*PROBLEMS:*
1. Translate this sentence from the Rancher database setup excerpt into Spanish: "It goes without saying that mounting the MySQL data files from NFS is a potential performance bottleneck, so you probably wouldn't do this in production."
2. Using the Rancher database setup excerpt, decide whether each statement agrees with it, answering yes or no and quoting the words that settle it. (a) The dbsetup service runs the db_setup.sh script in place of the default command. (b) The dbsetup container mounts the /dbdump/proj1 directory as /dbdump. (c) The docker-compose file defines four services.

*EXCERPT PROVIDED:*
>>>

Note that I tagged the image with the proj1-development tag.

To push this image to Amazon ECR, I first called:

$(aws get-login)

then:

$ docker push my_ecr_registry_id.dkr.ecr.my_region.amazonaws.com/db:proj1-development

To run the db_setup.sh script inside a Docker container in order to set up the database, I put together the following docker-compose file:

$ cat docker-compose-dbsetup.yml

ECRCredentials:

environment:

AWS_REGION: $AWS_REGION

AWS_ACCESS_KEY_ID: $AWS_ACCESS_KEY_ID

AWS_SECRET_ACCESS_KEY: $AWS_SECRET_ACCESS_KEY

labels:

io.rancher.container.pull_image: always

io.rancher.container.create_agent: 'true'

io.rancher.container.agent.role: environment

io.rancher.container.start_once: true

tty: true

image: objectpartners/rancher-ecr-credentials

stdin_open: true

db:

image: my_ecr_registry_id.dkr.ecr.my_region.amazonaws.com/db:proj1-development

labels:

io.rancher.container.pull_image: always

io.rancher.scheduler.affinity:host_label: dbsetup=proj1

volumes:

- volMysqlData:/var/lib/mysql

volume_driver: proj1-development-nfs

environment:

- MYSQL_ROOT_PASSWORD=$MYSQL_ROOT_PASSWORD

dbsetup:

image: my_ecr_registry_id.dkr.ecr.my_region.amazonaws.com/db:proj1-development

labels:

io.rancher.container.pull_image: always

io.rancher.container.start_once: true

io.rancher.scheduler.affinity:host_label: dbsetup=proj1

command: /usr/local/bin/db_setup.sh db

links:

- db:db

volumes:

- volMysqlData:/var/lib/mysql

- /dbdump/proj1:/dbdump

volume_driver: proj1-development-nfs

environment:

- MYSQL_ROOT_PASSWORD=$MYSQL_ROOT_PASSWORD

- MYSQL_DATABASE=$MYSQL_DATABASE

- MYSQL_USER=$MYSQL_USER

- MYSQL_PASSWORD=$MYSQL_PASSWORD

- MYSQL_DUMP_FILE=$MYSQL_DUMP_FILE

A few things to note:

there are 3 services in this docker-compose file

a ECRCredentials service which connects to Amazon ECR and allows the ECR image db:proj1-development to be used by the other 2 services
a db service which runs a Docker container based on the db:proj1-development ECR image, and which launches a MySQL database with the root password set to the value of the MYSQL_ROOT_PASSWORD environment variable
a dbsetup service that also runs a Docker container based on the db:proj1-development ECR image, but instead of the default command, which would run MySQL, it runs the db_setup.sh script (specified in the command directive); this service also uses environment variables specifying the database to be loaded from the SQL dump file, as well as the user and password that will get grants to that database

the dbsetup service links to the db service via the links directive
the dbsetup service is a 'run once then stop' type of service, which is why it has the label io.rancher.container.start_once: true attached
both the db and the dbsetup service will run on a Rancher host with the label 'dbsetup=proj1'; this is because we want to load the SQL dump from a file that the dbsetup service can find

we will put this file on a specific Rancher host in a directory called /dbdump/proj1, which will then be mounted by the dbsetup container as /dbdump
the db_setup.sh script will then load the SQL file called MYSQL_DUMP_FILE from the /dbdump directory
this can also work if we'd just put the SQL file in the same NFS volume as the MySQL data files, but I wanted to experiment with host labels in this case

wherever NFS volumes are used, for example for volMysqlData, the volume_driver needs to be set to the proper NFS stack, proj1-development-nfs in this case

It goes without saying that mounting the MySQL data files from NFS is a potential performance bottleneck, so you probably wouldn't do this in production. I wanted to experiment with NFS in Rancher, and the performance I've seen in development and staging for some of our projects doesn't seem too bad.

<<<

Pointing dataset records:
>>>

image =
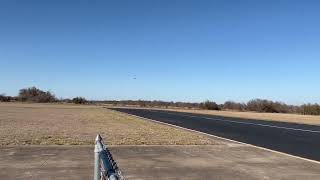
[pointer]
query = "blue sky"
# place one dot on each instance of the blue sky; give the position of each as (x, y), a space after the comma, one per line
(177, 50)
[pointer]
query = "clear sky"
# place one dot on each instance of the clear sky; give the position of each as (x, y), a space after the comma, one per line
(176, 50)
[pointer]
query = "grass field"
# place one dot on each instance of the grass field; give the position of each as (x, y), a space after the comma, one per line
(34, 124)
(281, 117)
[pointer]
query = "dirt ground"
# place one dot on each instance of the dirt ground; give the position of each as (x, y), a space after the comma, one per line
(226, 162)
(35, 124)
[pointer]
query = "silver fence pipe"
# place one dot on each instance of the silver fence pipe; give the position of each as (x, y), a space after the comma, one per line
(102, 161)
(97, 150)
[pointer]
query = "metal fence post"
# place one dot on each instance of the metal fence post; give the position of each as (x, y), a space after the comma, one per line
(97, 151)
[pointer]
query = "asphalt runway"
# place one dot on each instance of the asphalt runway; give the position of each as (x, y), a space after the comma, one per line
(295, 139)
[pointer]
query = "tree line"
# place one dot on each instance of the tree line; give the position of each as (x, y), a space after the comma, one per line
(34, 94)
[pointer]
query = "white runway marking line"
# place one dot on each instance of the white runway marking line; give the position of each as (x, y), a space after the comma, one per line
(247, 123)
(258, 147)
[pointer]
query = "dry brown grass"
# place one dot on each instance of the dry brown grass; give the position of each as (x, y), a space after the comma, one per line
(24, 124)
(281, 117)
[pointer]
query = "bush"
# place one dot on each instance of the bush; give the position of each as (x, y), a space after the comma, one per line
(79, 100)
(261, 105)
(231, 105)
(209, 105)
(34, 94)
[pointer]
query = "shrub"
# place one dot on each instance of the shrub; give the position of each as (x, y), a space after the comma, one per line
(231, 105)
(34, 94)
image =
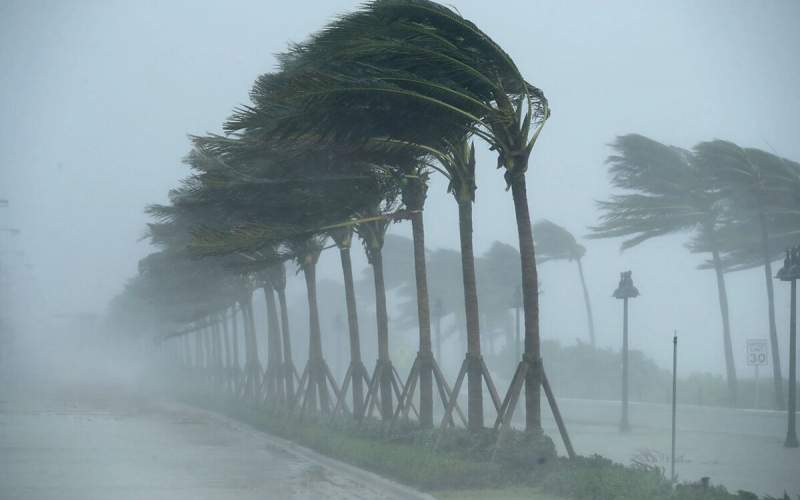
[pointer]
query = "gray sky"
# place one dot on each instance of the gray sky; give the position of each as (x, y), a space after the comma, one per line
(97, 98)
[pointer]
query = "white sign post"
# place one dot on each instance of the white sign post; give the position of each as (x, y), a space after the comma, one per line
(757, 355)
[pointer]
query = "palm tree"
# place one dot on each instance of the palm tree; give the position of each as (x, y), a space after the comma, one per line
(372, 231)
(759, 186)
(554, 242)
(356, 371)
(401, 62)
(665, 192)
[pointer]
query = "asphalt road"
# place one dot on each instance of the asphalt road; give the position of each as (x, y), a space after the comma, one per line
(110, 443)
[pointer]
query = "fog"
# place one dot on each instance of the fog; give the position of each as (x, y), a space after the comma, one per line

<<<

*RESULTS FOR THE EXERCISE:*
1. Ni que decir tiene que montar los archivos de datos de MySQL desde NFS es un posible cuello de botella de rendimiento, así que probablemente no harías esto en producción.

2.
(a) Yes: "instead of the default command, which would run MySQL, it runs the db_setup.sh script"
(b) Yes: "which will then be mounted by the dbsetup container as /dbdump"
(c) No: "there are 3 services in this docker-compose file"